■ **YOUR OBJECTIVE**: Look through the records below and copy each line that includes the word "green".

■ **RECORD EXTRACTS**:

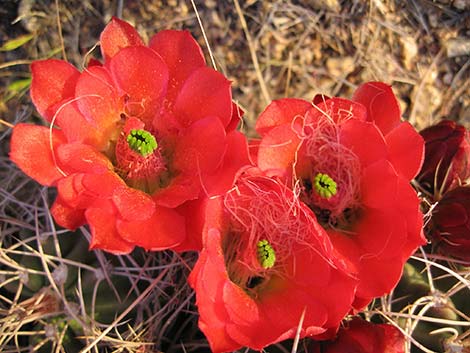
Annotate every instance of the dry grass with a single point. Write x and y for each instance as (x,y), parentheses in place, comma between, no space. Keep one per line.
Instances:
(55,296)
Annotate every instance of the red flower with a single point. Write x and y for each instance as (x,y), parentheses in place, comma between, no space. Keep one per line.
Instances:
(447,158)
(265,261)
(351,161)
(450,223)
(132,140)
(360,336)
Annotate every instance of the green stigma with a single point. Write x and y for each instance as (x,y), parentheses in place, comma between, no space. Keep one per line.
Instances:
(142,142)
(324,185)
(266,254)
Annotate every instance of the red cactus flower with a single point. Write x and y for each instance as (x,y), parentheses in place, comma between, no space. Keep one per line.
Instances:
(265,264)
(447,158)
(351,161)
(132,140)
(360,336)
(450,223)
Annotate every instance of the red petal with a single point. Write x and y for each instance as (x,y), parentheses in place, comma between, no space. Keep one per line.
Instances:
(406,149)
(104,235)
(78,157)
(241,308)
(52,82)
(381,233)
(31,151)
(66,216)
(97,99)
(201,149)
(143,76)
(205,93)
(76,128)
(379,185)
(235,158)
(71,191)
(117,35)
(382,106)
(102,185)
(354,133)
(193,212)
(181,189)
(163,230)
(280,112)
(278,149)
(339,110)
(181,53)
(132,204)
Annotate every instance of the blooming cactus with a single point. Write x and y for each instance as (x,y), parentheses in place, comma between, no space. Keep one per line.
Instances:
(265,264)
(351,161)
(447,158)
(132,140)
(450,223)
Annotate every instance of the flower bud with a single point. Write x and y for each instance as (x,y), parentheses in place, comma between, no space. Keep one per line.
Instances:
(447,157)
(450,223)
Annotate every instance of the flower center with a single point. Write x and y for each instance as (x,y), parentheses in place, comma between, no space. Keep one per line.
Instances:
(330,176)
(138,158)
(324,185)
(142,142)
(266,254)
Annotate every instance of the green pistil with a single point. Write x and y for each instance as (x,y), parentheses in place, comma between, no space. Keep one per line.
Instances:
(266,254)
(324,185)
(141,141)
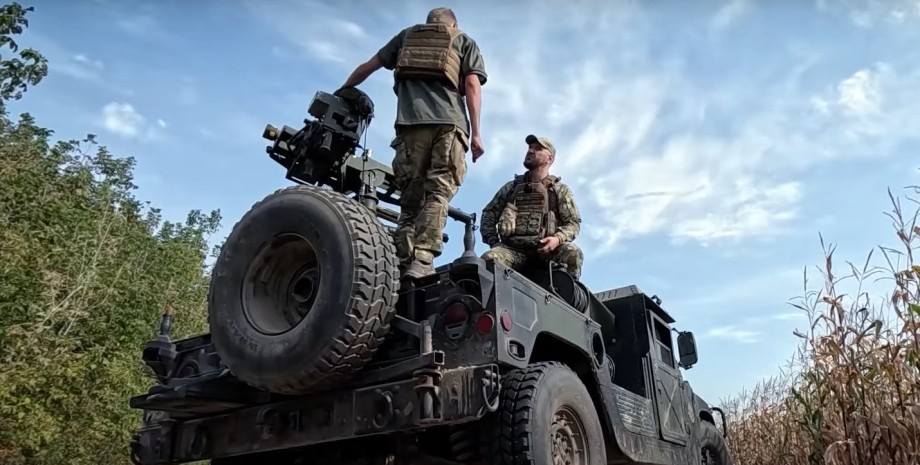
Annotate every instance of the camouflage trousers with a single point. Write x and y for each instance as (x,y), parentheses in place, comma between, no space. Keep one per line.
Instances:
(567,254)
(429,166)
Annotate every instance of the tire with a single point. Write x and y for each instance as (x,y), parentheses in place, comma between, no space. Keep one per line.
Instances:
(521,431)
(344,303)
(713,449)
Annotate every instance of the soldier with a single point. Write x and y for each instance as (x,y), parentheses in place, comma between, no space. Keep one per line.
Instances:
(437,70)
(533,216)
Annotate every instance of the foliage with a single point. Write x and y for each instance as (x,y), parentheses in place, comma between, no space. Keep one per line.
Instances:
(17,74)
(852,394)
(85,271)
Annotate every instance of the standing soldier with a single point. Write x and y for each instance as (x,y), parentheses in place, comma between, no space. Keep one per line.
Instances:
(438,72)
(533,216)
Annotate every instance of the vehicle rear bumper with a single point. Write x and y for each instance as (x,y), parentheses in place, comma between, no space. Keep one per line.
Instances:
(459,395)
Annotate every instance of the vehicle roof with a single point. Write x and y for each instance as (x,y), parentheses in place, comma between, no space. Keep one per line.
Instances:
(631,290)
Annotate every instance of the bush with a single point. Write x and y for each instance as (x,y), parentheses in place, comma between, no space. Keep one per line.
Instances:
(85,271)
(852,394)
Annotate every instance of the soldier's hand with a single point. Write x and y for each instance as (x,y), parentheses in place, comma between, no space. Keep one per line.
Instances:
(548,244)
(478,148)
(507,220)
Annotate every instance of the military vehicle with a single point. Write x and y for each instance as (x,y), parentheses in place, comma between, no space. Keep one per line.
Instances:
(318,352)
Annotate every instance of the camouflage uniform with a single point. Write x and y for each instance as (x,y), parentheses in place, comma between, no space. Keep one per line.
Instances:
(432,132)
(518,216)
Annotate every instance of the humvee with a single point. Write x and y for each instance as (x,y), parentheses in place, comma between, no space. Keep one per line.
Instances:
(318,352)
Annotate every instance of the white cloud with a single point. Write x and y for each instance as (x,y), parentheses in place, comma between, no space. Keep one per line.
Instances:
(735,334)
(873,13)
(124,120)
(649,146)
(728,14)
(77,66)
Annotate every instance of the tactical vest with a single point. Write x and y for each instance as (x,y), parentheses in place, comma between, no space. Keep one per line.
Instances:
(536,204)
(428,53)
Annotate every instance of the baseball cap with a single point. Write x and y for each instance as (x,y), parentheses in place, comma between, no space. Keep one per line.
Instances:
(544,141)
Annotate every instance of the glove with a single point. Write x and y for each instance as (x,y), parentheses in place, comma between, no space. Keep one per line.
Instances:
(506,222)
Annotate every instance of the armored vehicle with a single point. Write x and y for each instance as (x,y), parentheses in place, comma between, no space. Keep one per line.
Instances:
(319,353)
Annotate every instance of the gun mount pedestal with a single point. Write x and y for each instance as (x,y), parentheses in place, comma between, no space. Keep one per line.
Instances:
(324,153)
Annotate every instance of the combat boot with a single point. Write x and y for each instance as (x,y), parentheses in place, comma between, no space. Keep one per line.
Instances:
(419,266)
(417,269)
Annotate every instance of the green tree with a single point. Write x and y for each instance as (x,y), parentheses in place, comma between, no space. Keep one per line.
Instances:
(85,271)
(17,74)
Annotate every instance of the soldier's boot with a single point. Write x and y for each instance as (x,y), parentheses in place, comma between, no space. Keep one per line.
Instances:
(419,266)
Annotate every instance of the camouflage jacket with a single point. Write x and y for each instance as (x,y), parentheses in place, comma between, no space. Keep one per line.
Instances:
(568,217)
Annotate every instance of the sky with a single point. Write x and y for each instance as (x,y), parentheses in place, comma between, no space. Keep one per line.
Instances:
(707,143)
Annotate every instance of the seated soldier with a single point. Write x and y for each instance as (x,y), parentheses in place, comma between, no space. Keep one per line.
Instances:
(533,216)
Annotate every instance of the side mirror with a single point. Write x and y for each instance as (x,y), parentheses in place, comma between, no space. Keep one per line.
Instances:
(686,347)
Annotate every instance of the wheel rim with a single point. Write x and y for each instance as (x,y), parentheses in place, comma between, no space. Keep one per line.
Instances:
(281,284)
(568,438)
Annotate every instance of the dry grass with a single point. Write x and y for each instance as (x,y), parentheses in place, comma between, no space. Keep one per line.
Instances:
(851,394)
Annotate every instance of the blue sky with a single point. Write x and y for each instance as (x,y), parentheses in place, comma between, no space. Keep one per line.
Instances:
(707,145)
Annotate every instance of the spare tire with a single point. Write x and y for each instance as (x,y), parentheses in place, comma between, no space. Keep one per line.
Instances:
(303,291)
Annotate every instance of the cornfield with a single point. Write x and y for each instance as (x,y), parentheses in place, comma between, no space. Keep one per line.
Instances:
(851,392)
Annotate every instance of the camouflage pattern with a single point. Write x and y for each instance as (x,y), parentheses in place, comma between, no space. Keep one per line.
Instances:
(432,101)
(567,254)
(496,224)
(429,167)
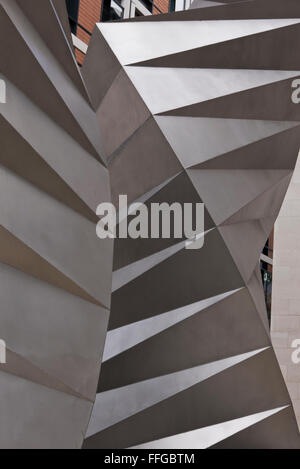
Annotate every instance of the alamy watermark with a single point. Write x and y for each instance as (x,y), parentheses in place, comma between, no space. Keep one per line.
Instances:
(160,220)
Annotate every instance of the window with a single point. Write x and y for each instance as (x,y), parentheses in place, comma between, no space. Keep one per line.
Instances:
(73,8)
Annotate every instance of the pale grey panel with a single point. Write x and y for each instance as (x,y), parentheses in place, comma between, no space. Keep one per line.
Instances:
(225,192)
(36,417)
(47,227)
(197,139)
(208,436)
(87,178)
(123,338)
(116,405)
(73,99)
(164,88)
(58,332)
(134,42)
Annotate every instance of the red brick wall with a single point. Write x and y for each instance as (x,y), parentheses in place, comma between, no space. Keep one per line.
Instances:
(163,5)
(89,15)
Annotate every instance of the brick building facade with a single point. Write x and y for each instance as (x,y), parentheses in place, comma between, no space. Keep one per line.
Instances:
(87,13)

■ **EXPECTED OUTPUT**:
Annotate every instance of the green stigma with a single point. Write x and y for each instance as (x,y), parentheses in place, comma between, no space. Keep one per line.
Annotate every instance of the green pistil with a single point. Write x and y for each instance as (x,y), parentheses in place, comma between, no space. Keep one per line.
Annotate every instance of the green tree with a single point. Write x and y for each instance as (x,y), parentheses in place, comma between, no space. Keep one per line.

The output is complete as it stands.